* WORK ITEM: Will you quote precisely the lines that run from the top of the material below to the line containing "# for every instance of the building", both ends included?

* DATA RECORDS:
Start of Block

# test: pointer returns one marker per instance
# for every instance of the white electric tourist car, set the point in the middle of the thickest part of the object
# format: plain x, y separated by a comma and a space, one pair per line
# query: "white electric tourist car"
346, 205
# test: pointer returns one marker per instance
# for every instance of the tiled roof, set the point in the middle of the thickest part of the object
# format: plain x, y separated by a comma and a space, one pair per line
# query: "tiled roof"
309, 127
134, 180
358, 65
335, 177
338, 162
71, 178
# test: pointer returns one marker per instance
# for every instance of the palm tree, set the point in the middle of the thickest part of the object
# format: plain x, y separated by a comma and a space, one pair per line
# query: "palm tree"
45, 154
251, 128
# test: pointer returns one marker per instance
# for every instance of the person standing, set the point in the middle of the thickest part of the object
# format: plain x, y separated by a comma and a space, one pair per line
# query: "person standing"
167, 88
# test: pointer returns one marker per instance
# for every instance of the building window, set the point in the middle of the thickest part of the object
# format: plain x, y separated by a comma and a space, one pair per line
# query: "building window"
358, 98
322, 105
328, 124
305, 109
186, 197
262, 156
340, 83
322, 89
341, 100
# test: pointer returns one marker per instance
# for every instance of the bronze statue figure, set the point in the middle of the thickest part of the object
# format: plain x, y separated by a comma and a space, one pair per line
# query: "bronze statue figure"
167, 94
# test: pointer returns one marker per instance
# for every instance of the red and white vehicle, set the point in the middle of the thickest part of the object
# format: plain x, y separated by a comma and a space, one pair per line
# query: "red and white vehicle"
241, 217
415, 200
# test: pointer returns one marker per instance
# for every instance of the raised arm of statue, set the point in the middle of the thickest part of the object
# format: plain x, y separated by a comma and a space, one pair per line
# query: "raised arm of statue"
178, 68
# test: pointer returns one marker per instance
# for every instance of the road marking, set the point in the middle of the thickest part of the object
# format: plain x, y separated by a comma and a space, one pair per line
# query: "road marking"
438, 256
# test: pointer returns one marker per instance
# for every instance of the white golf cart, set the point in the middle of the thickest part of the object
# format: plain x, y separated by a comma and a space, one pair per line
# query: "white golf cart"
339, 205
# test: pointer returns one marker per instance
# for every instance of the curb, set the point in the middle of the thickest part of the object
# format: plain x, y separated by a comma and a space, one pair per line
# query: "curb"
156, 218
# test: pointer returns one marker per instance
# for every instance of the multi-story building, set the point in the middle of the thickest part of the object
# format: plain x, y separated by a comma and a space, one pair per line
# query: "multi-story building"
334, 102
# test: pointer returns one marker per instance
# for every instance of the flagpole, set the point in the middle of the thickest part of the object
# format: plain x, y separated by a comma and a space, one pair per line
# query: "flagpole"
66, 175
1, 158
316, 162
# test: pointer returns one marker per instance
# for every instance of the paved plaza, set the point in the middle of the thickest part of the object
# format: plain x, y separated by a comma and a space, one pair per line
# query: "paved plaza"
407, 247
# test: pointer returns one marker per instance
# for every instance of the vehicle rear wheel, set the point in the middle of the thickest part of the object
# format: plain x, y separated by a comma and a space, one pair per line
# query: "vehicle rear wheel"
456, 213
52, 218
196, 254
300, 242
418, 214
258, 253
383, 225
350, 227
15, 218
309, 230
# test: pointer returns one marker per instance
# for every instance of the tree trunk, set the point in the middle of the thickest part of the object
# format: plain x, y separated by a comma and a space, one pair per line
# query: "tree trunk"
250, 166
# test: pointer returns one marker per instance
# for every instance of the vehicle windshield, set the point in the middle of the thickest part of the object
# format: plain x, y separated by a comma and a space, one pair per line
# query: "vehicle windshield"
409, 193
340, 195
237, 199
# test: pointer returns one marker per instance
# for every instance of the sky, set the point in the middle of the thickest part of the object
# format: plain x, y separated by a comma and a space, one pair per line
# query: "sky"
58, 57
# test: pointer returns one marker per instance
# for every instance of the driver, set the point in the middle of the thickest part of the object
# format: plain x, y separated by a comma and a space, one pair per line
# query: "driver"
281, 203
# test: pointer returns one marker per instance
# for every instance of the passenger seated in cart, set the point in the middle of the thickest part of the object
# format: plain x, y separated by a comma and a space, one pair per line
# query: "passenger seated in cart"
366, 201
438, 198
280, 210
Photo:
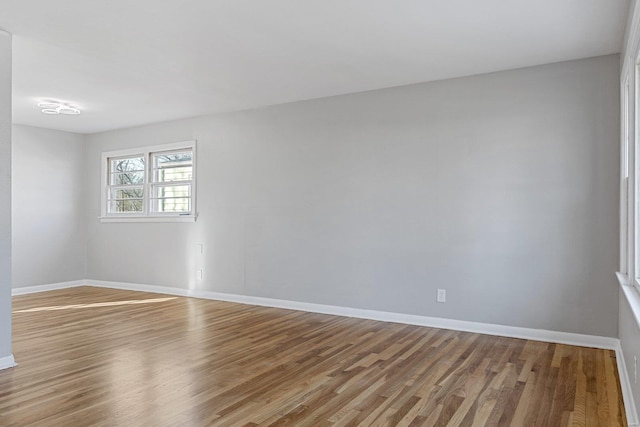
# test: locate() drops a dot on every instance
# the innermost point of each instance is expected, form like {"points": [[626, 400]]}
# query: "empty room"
{"points": [[350, 213]]}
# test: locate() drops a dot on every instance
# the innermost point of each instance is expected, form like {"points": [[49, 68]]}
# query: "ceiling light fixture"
{"points": [[55, 107]]}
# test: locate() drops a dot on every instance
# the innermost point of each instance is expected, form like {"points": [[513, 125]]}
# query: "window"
{"points": [[150, 183]]}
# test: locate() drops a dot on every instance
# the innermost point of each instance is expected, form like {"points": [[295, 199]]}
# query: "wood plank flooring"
{"points": [[94, 357]]}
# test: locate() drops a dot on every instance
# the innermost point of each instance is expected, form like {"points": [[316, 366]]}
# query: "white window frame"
{"points": [[147, 215], [629, 273]]}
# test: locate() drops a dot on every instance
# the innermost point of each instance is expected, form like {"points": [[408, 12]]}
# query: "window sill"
{"points": [[631, 294], [181, 218]]}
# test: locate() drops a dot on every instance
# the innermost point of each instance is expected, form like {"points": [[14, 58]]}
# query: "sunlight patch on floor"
{"points": [[97, 304]]}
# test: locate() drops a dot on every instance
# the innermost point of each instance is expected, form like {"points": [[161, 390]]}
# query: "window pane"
{"points": [[131, 164], [172, 198], [127, 193], [127, 178], [170, 167], [126, 206], [179, 205], [126, 200]]}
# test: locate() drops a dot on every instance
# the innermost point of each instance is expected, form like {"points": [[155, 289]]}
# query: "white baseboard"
{"points": [[608, 343], [434, 322], [627, 393], [7, 362], [48, 287]]}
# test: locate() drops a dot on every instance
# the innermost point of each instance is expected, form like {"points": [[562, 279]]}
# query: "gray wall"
{"points": [[49, 228], [501, 188], [5, 194]]}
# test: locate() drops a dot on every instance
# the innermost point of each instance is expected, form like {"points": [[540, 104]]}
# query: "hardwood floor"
{"points": [[90, 356]]}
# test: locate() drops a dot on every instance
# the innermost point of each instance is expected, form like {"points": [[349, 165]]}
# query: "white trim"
{"points": [[608, 343], [627, 391], [181, 218], [631, 295], [47, 287], [7, 362]]}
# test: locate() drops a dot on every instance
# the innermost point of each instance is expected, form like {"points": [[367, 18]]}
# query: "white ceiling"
{"points": [[131, 62]]}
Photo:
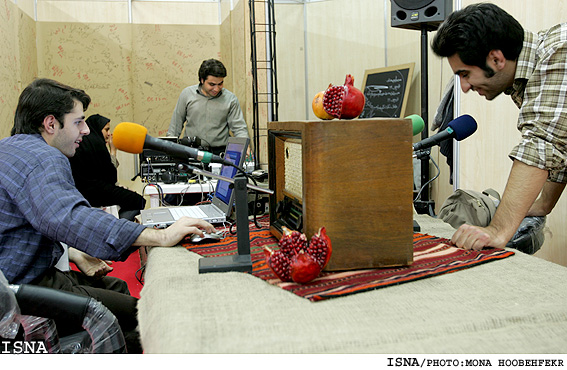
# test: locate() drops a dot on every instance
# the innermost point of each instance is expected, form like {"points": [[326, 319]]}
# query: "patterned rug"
{"points": [[432, 256]]}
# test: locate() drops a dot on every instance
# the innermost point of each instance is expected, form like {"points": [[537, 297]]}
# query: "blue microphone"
{"points": [[460, 128]]}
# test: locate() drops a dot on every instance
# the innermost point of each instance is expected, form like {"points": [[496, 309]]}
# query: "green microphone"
{"points": [[417, 123]]}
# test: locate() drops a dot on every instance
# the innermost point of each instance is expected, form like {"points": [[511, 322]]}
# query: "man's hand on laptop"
{"points": [[173, 234]]}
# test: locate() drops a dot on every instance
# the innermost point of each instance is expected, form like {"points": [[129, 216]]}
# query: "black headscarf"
{"points": [[95, 175]]}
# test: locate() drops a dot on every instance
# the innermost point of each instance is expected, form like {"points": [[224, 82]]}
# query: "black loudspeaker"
{"points": [[420, 14]]}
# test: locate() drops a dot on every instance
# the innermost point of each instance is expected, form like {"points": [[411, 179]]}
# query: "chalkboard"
{"points": [[386, 91]]}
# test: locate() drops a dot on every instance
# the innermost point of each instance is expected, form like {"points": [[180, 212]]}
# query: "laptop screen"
{"points": [[235, 152]]}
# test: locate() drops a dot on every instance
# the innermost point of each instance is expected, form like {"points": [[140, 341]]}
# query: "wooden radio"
{"points": [[355, 178]]}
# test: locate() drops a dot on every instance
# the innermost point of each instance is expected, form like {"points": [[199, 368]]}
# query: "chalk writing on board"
{"points": [[386, 91]]}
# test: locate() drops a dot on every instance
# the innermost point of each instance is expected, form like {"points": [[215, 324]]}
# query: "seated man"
{"points": [[41, 207]]}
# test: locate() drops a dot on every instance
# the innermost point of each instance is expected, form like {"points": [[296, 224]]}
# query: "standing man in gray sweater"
{"points": [[209, 110]]}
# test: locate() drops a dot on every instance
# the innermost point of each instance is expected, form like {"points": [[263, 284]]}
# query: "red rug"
{"points": [[432, 256], [128, 271]]}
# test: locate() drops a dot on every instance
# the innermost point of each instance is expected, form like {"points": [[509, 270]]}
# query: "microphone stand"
{"points": [[241, 261]]}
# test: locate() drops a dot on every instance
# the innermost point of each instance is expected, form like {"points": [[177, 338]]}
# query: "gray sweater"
{"points": [[208, 118]]}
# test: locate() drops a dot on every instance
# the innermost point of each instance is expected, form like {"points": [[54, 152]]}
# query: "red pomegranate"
{"points": [[317, 106], [297, 259], [344, 101]]}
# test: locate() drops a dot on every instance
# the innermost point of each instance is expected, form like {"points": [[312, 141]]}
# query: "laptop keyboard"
{"points": [[194, 212], [211, 210]]}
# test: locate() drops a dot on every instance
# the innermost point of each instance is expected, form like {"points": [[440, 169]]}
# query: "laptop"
{"points": [[221, 206]]}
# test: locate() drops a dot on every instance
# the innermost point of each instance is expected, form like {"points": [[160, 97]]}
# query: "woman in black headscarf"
{"points": [[95, 174]]}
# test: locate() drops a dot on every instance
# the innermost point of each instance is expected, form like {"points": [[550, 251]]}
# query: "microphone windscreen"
{"points": [[129, 137], [463, 126], [417, 123]]}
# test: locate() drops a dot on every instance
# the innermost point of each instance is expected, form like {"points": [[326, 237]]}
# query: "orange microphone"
{"points": [[133, 138]]}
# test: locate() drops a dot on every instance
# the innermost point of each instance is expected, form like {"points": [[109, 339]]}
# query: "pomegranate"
{"points": [[279, 263], [320, 247], [297, 259], [317, 106], [344, 101], [304, 268]]}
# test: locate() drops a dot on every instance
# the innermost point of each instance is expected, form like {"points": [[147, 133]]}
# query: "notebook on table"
{"points": [[220, 207]]}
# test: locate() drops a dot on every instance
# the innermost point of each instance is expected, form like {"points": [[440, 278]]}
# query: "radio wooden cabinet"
{"points": [[355, 178]]}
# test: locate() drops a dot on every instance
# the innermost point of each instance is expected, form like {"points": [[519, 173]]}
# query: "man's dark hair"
{"points": [[211, 67], [476, 30], [44, 97]]}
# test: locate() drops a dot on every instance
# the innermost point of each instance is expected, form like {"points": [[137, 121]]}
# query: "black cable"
{"points": [[428, 182]]}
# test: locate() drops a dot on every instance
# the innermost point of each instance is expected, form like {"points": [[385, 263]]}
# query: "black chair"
{"points": [[29, 314]]}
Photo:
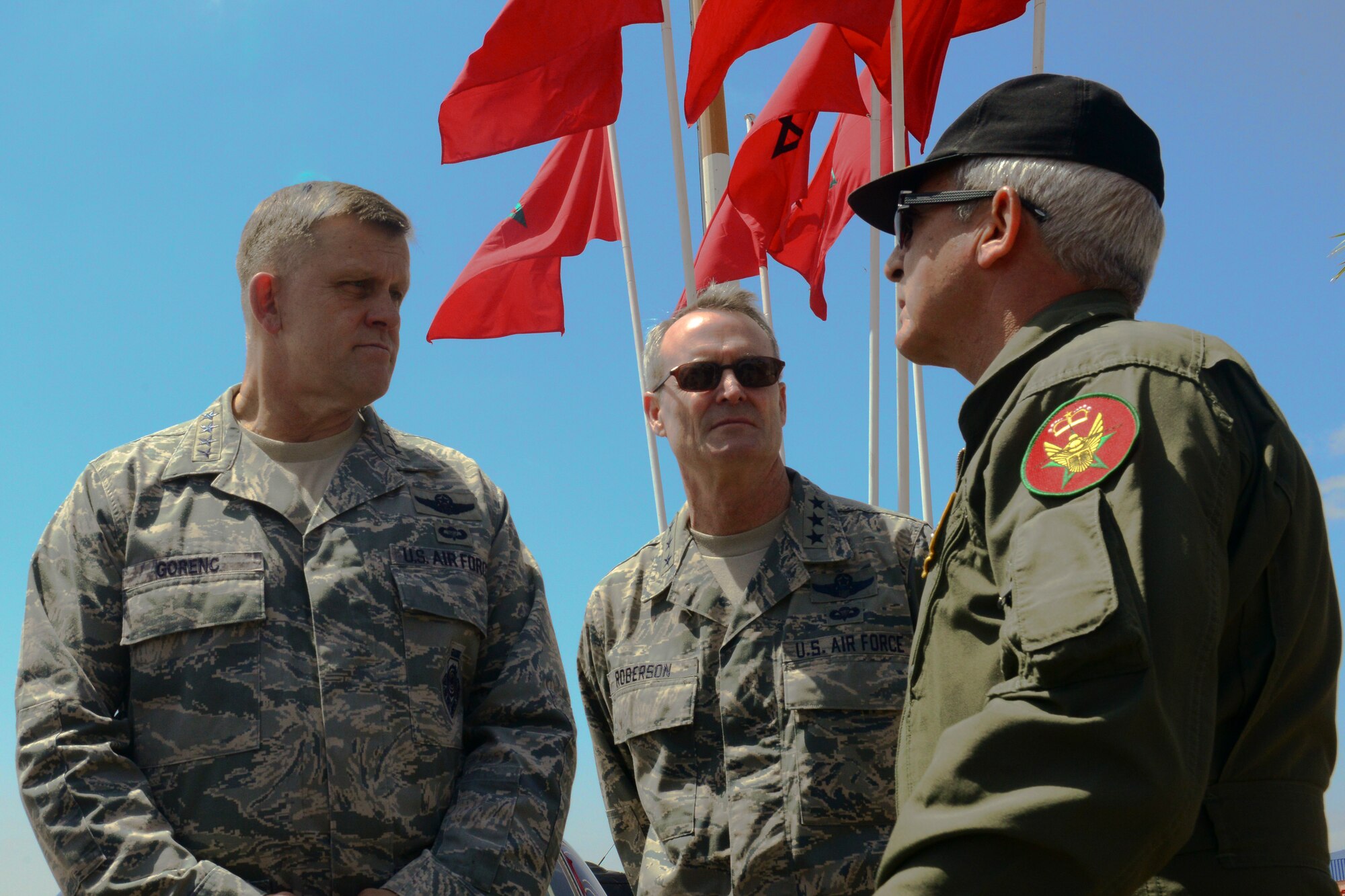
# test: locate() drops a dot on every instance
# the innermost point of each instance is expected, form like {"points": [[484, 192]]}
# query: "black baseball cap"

End of Block

* ANSWER TO THIS PROBLEM:
# test: pointer returns one marker per instance
# for every instance of the white electric tourist car, set the point in the middle of the thickest part of the object
# format: plain x, y separated by a comma and a space, one pair per line
# query: "white electric tourist car"
346, 205
# test: pointer returns one marker per instance
# for every instance of the tiled roof, set the point in the middle of the thickest part of the object
# format: plain x, y separated by a comma and a space, one pair per line
# query: "tiled roof"
309, 127
134, 180
358, 65
335, 177
338, 162
71, 178
# test: pointer returns one marker per instance
# for every instance of the palm tree, set the point in the middle of the thickest part of the object
# format: plain x, y separated by a comma and a space, one pair per line
# query: "palm tree"
45, 154
251, 128
# test: pointer returns one marker per instance
# for every instance of the person standing, set the point in the middle of the thickest part of the object
# format: plain x, y separated by a comma and a space, one pair per line
# query: "person standing"
167, 88
# test: pointer returns one marker per instance
# for every instance of the building window, set the point in the middle of the thickest part of the object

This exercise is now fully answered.